### Exercise details
Reproduce the entire passage on Pinochet-era Chile below, word for word, with nothing left out or changed.

Ah, but disappointment quickly sets in while reading the first paragraph, which purports to hold up Pinochet-era Chile as model “widely emulated across the globe,” including a mention of Chicago School godfather Milton Friedman proclaiming Chile an “economic miracle” in 1982. The actual record is not mentioned, nor is the little matter of military dictator Augusto Pinochet’s wave of terror that killed, imprisoned, tortured and imprisoned tens of thousands mentioned. Details in the eyes of the IMF, we presume.

The institution of neoliberalism in Chile, 1973: La Moneda, the presidential palace, is bombed (photo by Biblioteca del Congreso Nacional de Chile)

The institution of neoliberalism in Chile, 1973: La Moneda, the presidential palace, is bombed (photo by Biblioteca del Congreso Nacional de Chile)

### Extracted entries
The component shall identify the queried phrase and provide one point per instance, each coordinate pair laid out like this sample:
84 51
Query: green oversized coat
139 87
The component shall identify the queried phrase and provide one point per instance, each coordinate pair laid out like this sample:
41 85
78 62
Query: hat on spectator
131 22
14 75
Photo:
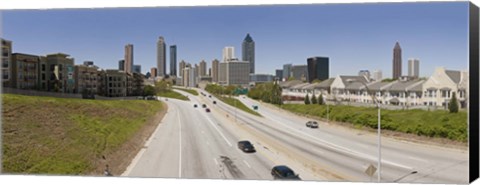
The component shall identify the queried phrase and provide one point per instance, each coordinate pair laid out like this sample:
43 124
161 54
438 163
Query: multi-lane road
191 143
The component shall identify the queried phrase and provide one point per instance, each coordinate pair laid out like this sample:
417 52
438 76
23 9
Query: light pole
378 126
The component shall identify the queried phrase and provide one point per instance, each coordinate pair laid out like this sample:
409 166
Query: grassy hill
44 135
435 124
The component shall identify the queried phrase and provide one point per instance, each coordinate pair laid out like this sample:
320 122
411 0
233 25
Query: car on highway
312 124
246 146
284 173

### Result for this task
Ah, but disappointment quickly sets in while reading the first paragraph, which purports to hold up Pinochet-era Chile as model “widely emulated across the globe,” including a mention of Chicago School godfather Milton Friedman proclaiming Chile an “economic miracle” in 1982. The actual record is not mentioned, nor is the little matter of military dictator Augusto Pinochet’s wave of terror that killed, imprisoned, tortured and imprisoned tens of thousands mentioned. Details in the eyes of the IMF, we presume.

The institution of neoliberalism in Chile, 1973: La Moneda, the presidential palace, is bombed (photo by Biblioteca del Congreso Nacional de Chile)

The institution of neoliberalism in Chile, 1973: La Moneda, the presidential palace, is bombed (photo by Biblioteca del Congreso Nacional de Chile)